§ **SHORT TASK**:
Retype every row below without changing a character, but leave the pictures out of your answer.

Excerpts of bounding box data
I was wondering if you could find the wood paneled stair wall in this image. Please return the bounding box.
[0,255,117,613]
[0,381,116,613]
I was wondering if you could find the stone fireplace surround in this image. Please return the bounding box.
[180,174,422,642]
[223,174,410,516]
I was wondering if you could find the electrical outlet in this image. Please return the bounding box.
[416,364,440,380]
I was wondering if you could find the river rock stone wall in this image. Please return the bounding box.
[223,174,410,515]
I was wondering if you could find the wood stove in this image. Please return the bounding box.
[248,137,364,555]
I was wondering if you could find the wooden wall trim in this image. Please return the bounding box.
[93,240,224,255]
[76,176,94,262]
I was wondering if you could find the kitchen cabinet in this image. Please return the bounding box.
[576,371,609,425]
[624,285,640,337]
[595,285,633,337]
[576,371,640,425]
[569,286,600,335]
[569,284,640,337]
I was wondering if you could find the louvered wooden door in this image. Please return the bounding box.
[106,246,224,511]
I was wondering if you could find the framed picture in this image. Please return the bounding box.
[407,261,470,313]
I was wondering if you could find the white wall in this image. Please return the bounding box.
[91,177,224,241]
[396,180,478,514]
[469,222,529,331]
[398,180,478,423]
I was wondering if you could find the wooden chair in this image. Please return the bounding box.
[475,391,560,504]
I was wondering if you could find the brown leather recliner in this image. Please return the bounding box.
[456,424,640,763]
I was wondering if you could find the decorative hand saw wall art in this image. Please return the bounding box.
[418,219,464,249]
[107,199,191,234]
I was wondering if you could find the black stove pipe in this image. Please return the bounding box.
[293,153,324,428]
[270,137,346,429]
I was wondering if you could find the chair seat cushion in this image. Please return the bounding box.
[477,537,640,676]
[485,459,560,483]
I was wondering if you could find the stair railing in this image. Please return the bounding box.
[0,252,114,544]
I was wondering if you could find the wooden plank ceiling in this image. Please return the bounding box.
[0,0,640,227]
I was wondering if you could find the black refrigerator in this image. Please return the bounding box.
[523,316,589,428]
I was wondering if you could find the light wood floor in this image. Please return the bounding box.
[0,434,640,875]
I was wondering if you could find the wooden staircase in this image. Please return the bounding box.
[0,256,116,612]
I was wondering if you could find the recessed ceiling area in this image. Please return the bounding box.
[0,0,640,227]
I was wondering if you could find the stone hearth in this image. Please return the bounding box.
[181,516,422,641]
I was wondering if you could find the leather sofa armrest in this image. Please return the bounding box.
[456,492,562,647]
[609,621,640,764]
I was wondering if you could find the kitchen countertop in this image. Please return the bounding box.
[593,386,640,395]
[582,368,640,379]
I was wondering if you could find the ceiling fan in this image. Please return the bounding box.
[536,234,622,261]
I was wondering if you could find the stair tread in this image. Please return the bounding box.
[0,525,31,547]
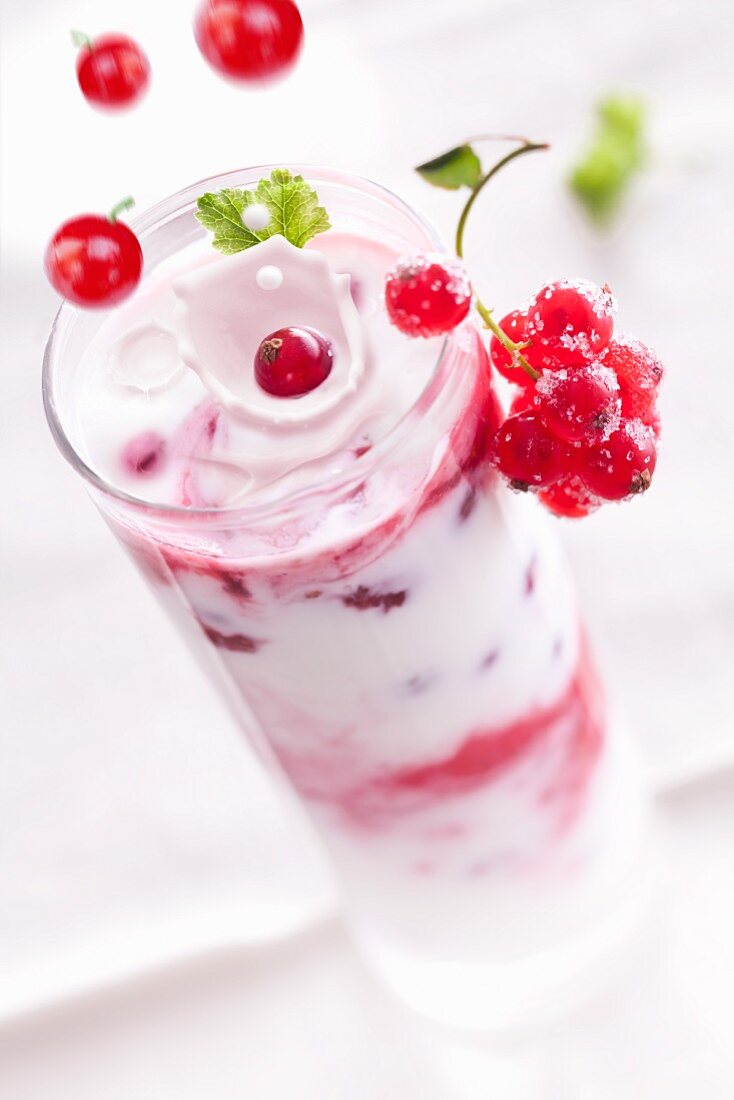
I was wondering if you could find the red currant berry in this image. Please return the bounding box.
[194,0,304,84]
[580,420,657,501]
[603,337,664,424]
[490,309,543,388]
[74,34,151,110]
[527,279,615,370]
[538,474,602,519]
[508,389,537,416]
[44,200,143,308]
[255,325,333,397]
[122,431,166,477]
[535,363,620,443]
[496,411,571,492]
[385,255,471,337]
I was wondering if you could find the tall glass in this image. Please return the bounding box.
[44,168,644,1027]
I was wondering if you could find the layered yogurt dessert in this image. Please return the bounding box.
[46,171,642,1026]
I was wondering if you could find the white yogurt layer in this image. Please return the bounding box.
[77,231,441,507]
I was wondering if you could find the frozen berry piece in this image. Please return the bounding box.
[490,309,534,389]
[44,200,143,308]
[510,391,538,416]
[603,337,664,424]
[74,32,151,110]
[385,255,471,338]
[580,420,657,501]
[538,474,601,519]
[254,325,333,397]
[341,584,407,615]
[535,363,621,443]
[496,411,571,492]
[194,0,304,84]
[527,279,616,370]
[122,431,166,477]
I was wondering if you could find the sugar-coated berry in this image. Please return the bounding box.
[496,410,571,492]
[536,363,621,443]
[602,337,664,425]
[507,386,537,416]
[194,0,304,84]
[385,254,471,338]
[527,279,616,370]
[121,431,166,477]
[76,34,151,110]
[44,215,143,308]
[538,474,602,519]
[254,325,333,397]
[579,420,657,501]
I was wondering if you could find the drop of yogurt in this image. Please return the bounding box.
[255,264,283,290]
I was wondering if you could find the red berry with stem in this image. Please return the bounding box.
[490,309,535,388]
[194,0,304,84]
[72,31,151,110]
[385,255,471,338]
[527,279,615,370]
[538,474,602,519]
[44,199,143,308]
[536,363,621,443]
[579,420,657,501]
[254,325,333,397]
[603,337,664,424]
[496,410,571,492]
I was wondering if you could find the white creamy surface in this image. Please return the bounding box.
[76,231,441,507]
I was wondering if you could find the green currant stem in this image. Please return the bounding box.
[72,31,95,53]
[456,138,548,380]
[107,195,135,222]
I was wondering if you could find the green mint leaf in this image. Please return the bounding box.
[416,145,482,191]
[255,168,331,249]
[196,168,331,255]
[568,95,646,226]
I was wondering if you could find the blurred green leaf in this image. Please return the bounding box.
[569,95,646,226]
[416,145,482,191]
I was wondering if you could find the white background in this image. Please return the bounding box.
[0,0,734,1100]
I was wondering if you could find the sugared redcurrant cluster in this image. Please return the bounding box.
[385,135,662,518]
[490,279,662,518]
[385,267,662,518]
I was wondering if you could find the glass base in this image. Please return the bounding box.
[352,743,661,1033]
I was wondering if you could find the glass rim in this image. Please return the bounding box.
[42,164,453,520]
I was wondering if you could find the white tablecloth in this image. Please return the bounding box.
[0,0,734,1086]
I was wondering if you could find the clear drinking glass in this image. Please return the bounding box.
[44,168,647,1027]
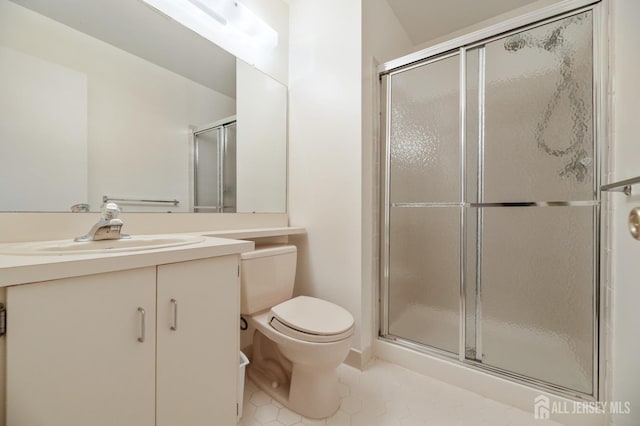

§ **SOLUTION TO THE PROBLEM**:
I was wondering if you could find the wood paneled stair wall in this image. Please return the bounding box.
[0,255,117,613]
[0,381,116,613]
I was wondering if you could find the stone fireplace surround in this image. Please return the bounding box.
[180,174,422,642]
[223,174,410,516]
I was wondering if you could find the electrical outlet in this image. Please return the bounding box.
[416,364,440,380]
I was wondering if you could find the river rock stone wall in this image. Please return the bounding box.
[223,174,410,515]
I was wondering if you could find the wood stove in this image. Please return the bounding box.
[248,137,364,555]
I was wondering if you could find the wooden wall trim in this image. Please return the bounding box.
[93,240,224,255]
[76,176,94,262]
I was wondering if you could find the kitchen cabinet in this image. Please return the bounding box.
[576,371,609,425]
[624,285,640,337]
[595,285,633,337]
[576,371,640,425]
[569,286,600,335]
[569,284,640,337]
I was wondering if you could find the louvered wooden door in this image. Please return the bounding box.
[106,246,224,511]
I was wondering if you could find the framed picture in this image. Please return the bounding box.
[407,261,470,313]
I was wondering if you could find the white wall in this image. Please return the bounding box.
[91,177,224,241]
[396,180,478,514]
[469,222,529,331]
[398,180,478,423]
I was wondering if you could find the wooden chair in this image. Please return the bounding box.
[475,391,560,504]
I was wondering if you could find the brown leather recliner in this image. Please return the bounding box.
[456,424,640,763]
I was wondering if you could find the decorative hand saw wall art in this image. Please return the bounding box.
[418,219,464,249]
[107,199,191,234]
I was wondering if you could find the black stove pipe in this image. Please return the bounding box.
[293,153,324,428]
[270,137,346,429]
I was wondering if you could find the chair seat cushion in this image. Please return the bounding box.
[477,537,640,676]
[485,459,560,483]
I was wondering if you could find the stair railing in this image. Please return the bounding box.
[0,252,114,544]
I was wondering if you could find the wooden plank ceiling in this image. Please return the bounding box.
[0,0,640,227]
I was wondering if you could find the black refrigerator in this image. Please return the bounding box.
[523,316,589,428]
I was wondering if you could find the light wood floor in this image. Please return the bounding box.
[0,434,640,875]
I was wondering if you could find the wooden staircase in this image. Please return the bounding box.
[0,256,116,612]
I was wondering if you could find the recessed ceiling area in this image. Please return the bounding box.
[0,0,640,227]
I was wondering if you could find the stone hearth in this image. Please return the bounding box.
[181,516,422,641]
I was wondering if you could find the leather sofa armrest in this image. Please return the bounding box.
[456,492,562,647]
[609,621,640,764]
I was wondering if you could find the kitchen countertop in this image. Please return the bounding box.
[593,386,640,395]
[582,368,640,379]
I was wondering if you could find the ceiling fan in this image. Please return the bounding box.
[536,234,622,261]
I was wondering if you could find the stair tread in this image. Please return the bounding box.
[0,525,31,547]
I was wondering if you could find the red currant berry in this image. Please return the bounding box.
[194,0,304,84]
[580,420,657,501]
[603,337,664,424]
[490,309,543,388]
[74,34,151,110]
[527,279,615,370]
[538,474,602,519]
[508,389,537,416]
[44,200,143,308]
[255,325,333,397]
[122,431,166,477]
[535,363,620,443]
[496,411,571,492]
[385,255,471,337]
I was wondering if you could find the tall glass in this image. Please return the bounding box.
[44,168,644,1027]
I was wondering if you could find the layered yogurt dessert in this image. Please return the bounding box.
[46,171,642,1026]
I was wondering if you could find the white yogurt layer in this image. Please return the bounding box.
[77,231,441,507]
I was wondering if you could find the frozen berry piece in this image. Please return the bounding box.
[490,309,534,389]
[44,200,143,308]
[510,391,538,416]
[603,337,664,424]
[74,32,151,110]
[385,255,471,338]
[580,420,657,501]
[538,474,601,519]
[254,325,333,397]
[341,584,407,615]
[535,363,621,443]
[496,411,571,492]
[194,0,304,84]
[527,279,616,370]
[122,431,166,477]
I was wondering if you could find the sugar-coated berry in this image. Please return the bounding box.
[496,410,571,492]
[536,363,621,443]
[602,337,664,425]
[507,386,537,416]
[194,0,304,84]
[385,254,471,338]
[527,279,616,370]
[121,431,166,477]
[76,34,151,110]
[44,215,143,308]
[538,474,602,519]
[254,325,333,397]
[579,420,657,501]
I was wondering if you could find the drop of yogurt in this image. Please return the bounding box.
[255,264,283,290]
I was wondering if you could find the red berry with stem in this image. Please return the bounding box.
[490,309,535,388]
[194,0,304,84]
[72,31,151,110]
[385,255,471,338]
[527,279,615,370]
[538,474,602,519]
[44,199,143,308]
[536,363,621,443]
[579,420,657,501]
[254,325,333,397]
[603,337,664,424]
[496,410,571,492]
I was wondering if you could find the white creamy surface in this image. Please return the bounding box.
[76,231,441,507]
I was wondering if you could find the green currant stem in this image. Please return the bounding box.
[72,31,95,53]
[456,138,548,380]
[107,195,135,222]
I was wondering if you could find the green mint leaf in this image. Please return the bounding box.
[416,145,482,191]
[255,168,331,249]
[196,168,331,255]
[568,95,646,226]
I was wondering if you could find the blurred green leaf in this image. Please return the bounding box.
[569,95,646,226]
[416,145,482,191]
I was wondering if you could find the white background in this image. Please return the bounding box.
[0,0,734,1100]
I was wondering if you could find the sugared redcurrant cluster in this image. Please return the bounding box.
[385,135,662,518]
[490,279,662,518]
[385,267,662,518]
I was wondering if you could find the glass base in this image. Please return the bounding box.
[352,743,661,1033]
I was wondering if you could find the glass rim in this image. Please return the bounding box.
[42,164,453,520]
I was wondering if you could find the white tablecloth in this image. Please return the bounding box.
[0,0,734,1086]
I was wondering if you could find the clear drinking glass in this image. Please return the bounding box.
[44,168,647,1027]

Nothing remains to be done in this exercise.